[DOCUMENT PASSAGE]
::::::::
These are miserable times, indeed. Much discussion abounds about dropping stock prices, houses without values, and people without homes and jobs. But the real question remains unspoken -- how in the hell can we profit from all this doom and gloom?
We sought some practical, if not cold-hearted, guidance from Lia and Nick Romeo, authors of the humor book "11,002 Things to Be Miserable About: The Satirical Not-So-Happy Book." They figured out how to capitalize on an unhappy world, so why can't we? Below they offer advice on how to be not just a miserable person, but how to transcend all this negativity and become the author of a miserable book.
1. Delight in the Misfortunes of Enemies
Bad things are funniest when they happen to someone else, particularly when that someone else is a former lover, loathsome boss or member of the "wrong" political party. When seeking to chronicle the world's misery, a good way to begin is by remembering all the people who have caused you misery. While it can be hard to refrain from mentioning their actual names (this is called libel), it's still cathartic to imagine in vivid detail everything bad that you would like to happen to them. Imagining punishments for your enemies is a great way to fill dozens of pages with types of dismemberment, beheadings, psychological torture, etc.
After the jump, mull over how friends, history and alcohol, among other things, can be your miserable muses.
2. Delight in the Misfortunes of Strangers
When you've finished torturing enemies, you still have the mishaps and blunders that befall the rest of humanity. There's the Austrian actor who slit his own throat during a suicide scene because a stagehand mistook a real knife for a prop. (He lived). There's the man who managed to get his head stuck upside down in a toilet for eight hours. The list goes on.
::::::::
[DATA ENTRIES]
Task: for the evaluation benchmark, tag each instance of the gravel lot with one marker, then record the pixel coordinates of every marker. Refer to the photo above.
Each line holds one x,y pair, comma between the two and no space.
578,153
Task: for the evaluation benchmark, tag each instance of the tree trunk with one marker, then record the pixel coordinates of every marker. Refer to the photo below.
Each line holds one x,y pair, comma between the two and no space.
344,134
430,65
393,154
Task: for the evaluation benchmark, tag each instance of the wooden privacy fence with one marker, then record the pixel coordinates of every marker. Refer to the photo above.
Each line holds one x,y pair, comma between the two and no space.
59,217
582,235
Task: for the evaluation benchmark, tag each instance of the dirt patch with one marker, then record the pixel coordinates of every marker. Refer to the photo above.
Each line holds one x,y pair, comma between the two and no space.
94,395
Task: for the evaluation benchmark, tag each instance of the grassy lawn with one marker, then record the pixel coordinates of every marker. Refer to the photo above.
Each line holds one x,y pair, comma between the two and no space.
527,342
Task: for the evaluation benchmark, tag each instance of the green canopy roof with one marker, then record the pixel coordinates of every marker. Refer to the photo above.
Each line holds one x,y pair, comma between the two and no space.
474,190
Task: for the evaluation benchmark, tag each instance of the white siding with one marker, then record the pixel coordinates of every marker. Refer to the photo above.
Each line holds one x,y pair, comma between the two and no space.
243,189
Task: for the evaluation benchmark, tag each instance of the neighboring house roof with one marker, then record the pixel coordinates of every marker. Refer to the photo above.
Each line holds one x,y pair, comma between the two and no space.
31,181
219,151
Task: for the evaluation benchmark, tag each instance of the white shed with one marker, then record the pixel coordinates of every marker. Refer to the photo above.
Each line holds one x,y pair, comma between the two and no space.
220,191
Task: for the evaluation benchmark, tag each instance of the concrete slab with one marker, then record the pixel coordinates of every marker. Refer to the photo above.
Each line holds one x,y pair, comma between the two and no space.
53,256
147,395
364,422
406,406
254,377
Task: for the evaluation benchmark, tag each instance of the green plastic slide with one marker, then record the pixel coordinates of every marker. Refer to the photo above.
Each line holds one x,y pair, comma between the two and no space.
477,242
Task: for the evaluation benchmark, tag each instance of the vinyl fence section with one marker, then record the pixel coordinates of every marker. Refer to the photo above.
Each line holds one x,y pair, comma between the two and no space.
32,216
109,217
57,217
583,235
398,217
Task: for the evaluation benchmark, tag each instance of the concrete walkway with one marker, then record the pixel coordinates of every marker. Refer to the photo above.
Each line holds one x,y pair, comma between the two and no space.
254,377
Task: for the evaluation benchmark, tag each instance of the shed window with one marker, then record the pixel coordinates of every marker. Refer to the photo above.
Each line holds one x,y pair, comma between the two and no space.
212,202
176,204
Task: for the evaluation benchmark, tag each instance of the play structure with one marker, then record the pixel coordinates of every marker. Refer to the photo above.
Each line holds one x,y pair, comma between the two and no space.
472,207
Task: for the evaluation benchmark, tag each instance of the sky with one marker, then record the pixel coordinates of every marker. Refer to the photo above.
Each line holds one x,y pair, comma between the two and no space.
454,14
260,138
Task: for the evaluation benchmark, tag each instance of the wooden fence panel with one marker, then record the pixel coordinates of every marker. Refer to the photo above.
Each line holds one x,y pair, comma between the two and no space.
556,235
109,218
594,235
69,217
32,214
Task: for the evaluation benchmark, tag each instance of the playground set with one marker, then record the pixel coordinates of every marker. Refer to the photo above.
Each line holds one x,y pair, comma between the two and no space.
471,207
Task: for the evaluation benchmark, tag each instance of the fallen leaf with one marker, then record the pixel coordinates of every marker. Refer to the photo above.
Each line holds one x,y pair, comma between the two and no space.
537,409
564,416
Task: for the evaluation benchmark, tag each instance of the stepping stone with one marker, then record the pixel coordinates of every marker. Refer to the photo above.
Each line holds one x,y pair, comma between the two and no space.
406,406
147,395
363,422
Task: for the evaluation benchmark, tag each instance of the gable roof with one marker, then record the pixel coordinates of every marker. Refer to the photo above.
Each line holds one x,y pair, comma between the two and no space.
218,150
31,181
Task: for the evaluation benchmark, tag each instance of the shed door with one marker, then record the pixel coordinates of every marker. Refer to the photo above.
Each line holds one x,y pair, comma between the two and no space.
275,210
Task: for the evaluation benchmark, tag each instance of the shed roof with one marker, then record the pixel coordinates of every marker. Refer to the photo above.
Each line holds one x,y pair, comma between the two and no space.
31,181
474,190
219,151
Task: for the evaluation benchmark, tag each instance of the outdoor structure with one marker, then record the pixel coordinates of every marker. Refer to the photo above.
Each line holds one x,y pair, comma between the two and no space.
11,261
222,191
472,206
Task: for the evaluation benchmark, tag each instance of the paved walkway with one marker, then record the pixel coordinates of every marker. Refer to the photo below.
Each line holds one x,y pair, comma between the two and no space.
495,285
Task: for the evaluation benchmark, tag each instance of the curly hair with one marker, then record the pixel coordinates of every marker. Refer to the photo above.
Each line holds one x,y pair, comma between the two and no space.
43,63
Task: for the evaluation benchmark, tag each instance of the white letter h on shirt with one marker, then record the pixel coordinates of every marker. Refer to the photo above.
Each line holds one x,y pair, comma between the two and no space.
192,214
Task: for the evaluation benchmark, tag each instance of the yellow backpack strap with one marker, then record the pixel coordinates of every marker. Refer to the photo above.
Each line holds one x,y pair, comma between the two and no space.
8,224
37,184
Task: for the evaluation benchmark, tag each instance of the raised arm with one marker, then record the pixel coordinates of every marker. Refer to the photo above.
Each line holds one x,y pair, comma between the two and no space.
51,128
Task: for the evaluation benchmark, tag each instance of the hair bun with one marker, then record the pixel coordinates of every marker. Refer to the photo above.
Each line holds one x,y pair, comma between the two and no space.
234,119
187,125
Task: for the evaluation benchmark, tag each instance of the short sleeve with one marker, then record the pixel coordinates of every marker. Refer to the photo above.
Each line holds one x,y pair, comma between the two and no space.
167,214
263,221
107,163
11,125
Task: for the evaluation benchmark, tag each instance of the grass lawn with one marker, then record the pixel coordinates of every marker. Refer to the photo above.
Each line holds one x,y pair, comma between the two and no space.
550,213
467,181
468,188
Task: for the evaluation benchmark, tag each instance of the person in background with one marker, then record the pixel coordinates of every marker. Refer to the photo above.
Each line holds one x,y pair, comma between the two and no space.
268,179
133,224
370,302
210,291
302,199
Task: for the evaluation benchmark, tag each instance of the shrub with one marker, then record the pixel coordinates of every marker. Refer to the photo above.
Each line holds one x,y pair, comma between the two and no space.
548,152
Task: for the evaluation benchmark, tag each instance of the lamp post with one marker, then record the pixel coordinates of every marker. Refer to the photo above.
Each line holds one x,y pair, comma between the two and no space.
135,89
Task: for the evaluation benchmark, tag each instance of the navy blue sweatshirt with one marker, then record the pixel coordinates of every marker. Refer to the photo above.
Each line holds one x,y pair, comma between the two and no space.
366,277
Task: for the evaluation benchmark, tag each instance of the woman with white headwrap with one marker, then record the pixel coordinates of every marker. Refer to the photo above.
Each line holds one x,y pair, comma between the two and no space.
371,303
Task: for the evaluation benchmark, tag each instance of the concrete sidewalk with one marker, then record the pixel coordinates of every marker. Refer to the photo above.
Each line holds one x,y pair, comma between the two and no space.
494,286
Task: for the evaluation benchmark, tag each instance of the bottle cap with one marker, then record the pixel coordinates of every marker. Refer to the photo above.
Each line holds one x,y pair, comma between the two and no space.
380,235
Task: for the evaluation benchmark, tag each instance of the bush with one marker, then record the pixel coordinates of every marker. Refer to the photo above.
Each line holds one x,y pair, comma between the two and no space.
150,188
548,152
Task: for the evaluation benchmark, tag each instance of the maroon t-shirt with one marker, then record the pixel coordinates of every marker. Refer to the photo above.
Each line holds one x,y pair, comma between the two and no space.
::::::::
[CHALLENGE 1] Write out the passage of the miserable-book article starting with "1. Delight in" and going on through "psychological torture, etc.".
[CHALLENGE 2]
Answer these questions from the miserable-book article:
(a) What is the title of the humor book by Lia and Nick Romeo?
(b) What does the article call mentioning your enemies' actual names?
(c) For how long was the man's head stuck upside down in a toilet?
[CHALLENGE 3] Carry on the miserable-book article from the point where it stops.
The entries above are material separate from the miserable-book article.

[FINAL ANSWER 1]
1. Delight in the Misfortunes of Enemies
Bad things are funniest when they happen to someone else, particularly when that someone else is a former lover, loathsome boss or member of the "wrong" political party. When seeking to chronicle the world's misery, a good way to begin is by remembering all the people who have caused you misery. While it can be hard to refrain from mentioning their actual names (this is called libel), it's still cathartic to imagine in vivid detail everything bad that you would like to happen to them. Imagining punishments for your enemies is a great way to fill dozens of pages with types of dismemberment, beheadings, psychological torture, etc.

[FINAL ANSWER 2]
(a) "11,002 Things to Be Miserable About: The Satirical Not-So-Happy Book"
(b) Libel
(c) Eight hours

[FINAL ANSWER 3]
3. Delight in the Misfortunes of Friends
Normally you have to listen with mock sympathy to the complaints of chronically whiny friends, but when you have to come up with 11,002 things to be miserable about, the fact that these friends have been dumped or fired or whatever is a welcome source of inspiration. Have them tell you all about it.
4. See the Worst in People
Unfortunately, good things may still happen to you, but even these can be a source of potential misery if viewed in the right way. If someone does or says something nice to you, stop and consider what devious, selfish motive is at work. Perhaps he gave you a gift because he's vain and wants to show off, or because he wants something from you, like the virginity of your daughter. No one is above suspicion.
5. Remember History
History may be written by the winners, but that doesn't mean you can't look up the names and gruesome fates of the slaughtered, the vanquished, the beheaded and the dispossessed. From the wives of King Henry VIII to the lovely neck of Marie Antoinette to the fighting between pioneers and Native American tribes, history is an endless source of inspiration.
6. Drink a Lot of Alcohol
Getting drunk can induce a useful mixture of melancholy, self-pity and nostalgic regrets that will fuel pages of productivity. If you drink a truly staggering amount, you'll even be able to experience and chronicle the misery of vomiting, making out with ugly people, terrible hangovers, etc.
7. Misery, Actually
As a corny British voice-over once said about love -- misery, actually, is all around us. It's in our meaningless jobs, our spoiled children, our recently evaporated retirement savings, the diameter of our thighs and our low IQs. Just keep an open mind, and the muse of misery will descend.
Lia and Nick Romeo's book "11,002 Things to Be Miserable About" is out now from Abrams Image books They also maintain the blog www.thingstobemiserableabout.com.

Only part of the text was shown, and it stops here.